→ **THE REQUEST**: Write out every line of the listing below verbatim, from first to last.

→ **DATA ROWS**:
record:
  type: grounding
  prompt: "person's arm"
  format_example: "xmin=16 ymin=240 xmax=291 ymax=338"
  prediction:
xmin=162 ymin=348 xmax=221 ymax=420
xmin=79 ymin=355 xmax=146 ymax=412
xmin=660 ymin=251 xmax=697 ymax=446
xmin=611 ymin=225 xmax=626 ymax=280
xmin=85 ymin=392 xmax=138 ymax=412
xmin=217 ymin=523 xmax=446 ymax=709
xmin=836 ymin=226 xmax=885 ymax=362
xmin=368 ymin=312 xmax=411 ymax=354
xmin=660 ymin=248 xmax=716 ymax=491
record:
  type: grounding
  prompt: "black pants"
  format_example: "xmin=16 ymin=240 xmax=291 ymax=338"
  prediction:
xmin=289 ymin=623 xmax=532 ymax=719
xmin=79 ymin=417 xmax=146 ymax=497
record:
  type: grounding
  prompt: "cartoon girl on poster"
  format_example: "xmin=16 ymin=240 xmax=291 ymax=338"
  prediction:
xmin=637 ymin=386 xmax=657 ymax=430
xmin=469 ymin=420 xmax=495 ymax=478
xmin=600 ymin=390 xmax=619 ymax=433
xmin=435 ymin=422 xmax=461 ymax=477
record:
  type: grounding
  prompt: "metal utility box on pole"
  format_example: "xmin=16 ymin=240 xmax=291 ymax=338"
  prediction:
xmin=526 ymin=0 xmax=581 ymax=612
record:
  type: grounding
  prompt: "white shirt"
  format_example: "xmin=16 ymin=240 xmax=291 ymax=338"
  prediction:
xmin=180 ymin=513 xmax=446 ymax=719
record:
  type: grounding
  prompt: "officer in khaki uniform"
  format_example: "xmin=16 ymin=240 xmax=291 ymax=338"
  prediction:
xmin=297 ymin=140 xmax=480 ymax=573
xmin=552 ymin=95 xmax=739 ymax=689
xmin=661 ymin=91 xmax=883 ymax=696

→ **RESULT OF THIS TASK**:
record:
  type: grounding
  prompt: "person's arm"
  format_example: "xmin=16 ymin=240 xmax=291 ymax=338"
  prediction:
xmin=162 ymin=348 xmax=221 ymax=420
xmin=79 ymin=355 xmax=146 ymax=412
xmin=660 ymin=251 xmax=697 ymax=446
xmin=611 ymin=225 xmax=626 ymax=280
xmin=85 ymin=392 xmax=138 ymax=412
xmin=217 ymin=523 xmax=446 ymax=709
xmin=836 ymin=226 xmax=885 ymax=362
xmin=368 ymin=312 xmax=411 ymax=354
xmin=660 ymin=248 xmax=716 ymax=491
record:
  type: grounding
  prompt: "black pants"
  format_example: "xmin=16 ymin=240 xmax=291 ymax=338"
  prediction:
xmin=289 ymin=623 xmax=532 ymax=719
xmin=79 ymin=417 xmax=146 ymax=497
record:
  type: grounding
  prompt: "cartoon girl on poster"
  format_example: "xmin=16 ymin=240 xmax=291 ymax=338"
  prediction:
xmin=637 ymin=386 xmax=657 ymax=430
xmin=469 ymin=420 xmax=495 ymax=478
xmin=600 ymin=390 xmax=619 ymax=433
xmin=435 ymin=422 xmax=461 ymax=477
record:
  type: grounding
  prompt: "metal utility box on pole"
  format_example: "xmin=16 ymin=240 xmax=291 ymax=338"
  prediction:
xmin=526 ymin=0 xmax=581 ymax=612
record:
  type: grounding
  prompt: "white shirt"
  format_example: "xmin=16 ymin=240 xmax=291 ymax=338"
  prediction:
xmin=180 ymin=513 xmax=446 ymax=719
record:
  type: grounding
  prompt: "officer in khaki uniform"
  format_example: "xmin=16 ymin=240 xmax=291 ymax=338"
  prediction:
xmin=297 ymin=140 xmax=480 ymax=573
xmin=552 ymin=95 xmax=739 ymax=689
xmin=661 ymin=91 xmax=883 ymax=696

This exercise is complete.